**Your task**
Copy out word for word the lines of the material from the line with "</instance>" through the end of the material.

-=-=-

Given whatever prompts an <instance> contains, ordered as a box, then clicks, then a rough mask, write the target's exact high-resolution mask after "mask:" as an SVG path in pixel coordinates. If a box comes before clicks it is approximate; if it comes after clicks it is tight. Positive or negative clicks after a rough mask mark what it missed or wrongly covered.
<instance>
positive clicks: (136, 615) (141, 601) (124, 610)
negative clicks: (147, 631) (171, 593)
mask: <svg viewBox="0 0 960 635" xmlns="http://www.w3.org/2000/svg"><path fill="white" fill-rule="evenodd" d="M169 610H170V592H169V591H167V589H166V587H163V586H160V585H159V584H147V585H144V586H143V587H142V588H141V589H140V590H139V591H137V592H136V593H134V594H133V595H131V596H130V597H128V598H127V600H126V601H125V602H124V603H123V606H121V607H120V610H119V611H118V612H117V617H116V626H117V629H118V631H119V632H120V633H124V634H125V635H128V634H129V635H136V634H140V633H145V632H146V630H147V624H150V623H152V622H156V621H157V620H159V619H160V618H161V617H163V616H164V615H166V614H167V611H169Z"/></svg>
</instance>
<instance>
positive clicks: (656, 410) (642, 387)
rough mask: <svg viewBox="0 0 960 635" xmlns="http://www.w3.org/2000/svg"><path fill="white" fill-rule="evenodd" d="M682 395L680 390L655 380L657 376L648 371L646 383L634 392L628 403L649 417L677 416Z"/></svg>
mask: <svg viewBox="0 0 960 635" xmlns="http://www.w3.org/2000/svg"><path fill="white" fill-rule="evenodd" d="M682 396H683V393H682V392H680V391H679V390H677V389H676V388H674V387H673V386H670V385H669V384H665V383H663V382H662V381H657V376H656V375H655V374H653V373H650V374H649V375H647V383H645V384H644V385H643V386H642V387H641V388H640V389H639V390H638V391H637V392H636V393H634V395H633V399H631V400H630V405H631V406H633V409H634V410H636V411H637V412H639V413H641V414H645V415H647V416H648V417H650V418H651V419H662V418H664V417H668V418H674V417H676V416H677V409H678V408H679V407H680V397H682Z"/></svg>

-=-=-

**Output of the task**
</instance>
<instance>
positive clicks: (656, 410) (642, 387)
rough mask: <svg viewBox="0 0 960 635" xmlns="http://www.w3.org/2000/svg"><path fill="white" fill-rule="evenodd" d="M682 395L680 390L655 380L657 376L648 371L646 383L634 392L628 403L649 417L677 416Z"/></svg>
mask: <svg viewBox="0 0 960 635" xmlns="http://www.w3.org/2000/svg"><path fill="white" fill-rule="evenodd" d="M682 396H683V393H682V392H680V391H679V390H677V389H676V388H674V387H673V386H670V385H669V384H665V383H663V382H662V381H657V376H656V375H655V374H653V373H650V374H649V375H647V383H645V384H644V385H643V386H642V387H641V388H640V389H639V390H638V391H637V392H636V393H634V395H633V399H631V400H630V405H631V406H633V409H634V410H636V411H637V412H639V413H641V414H645V415H647V416H648V417H650V418H651V419H662V418H664V417H668V418H674V417H676V416H677V409H678V408H679V407H680V397H682Z"/></svg>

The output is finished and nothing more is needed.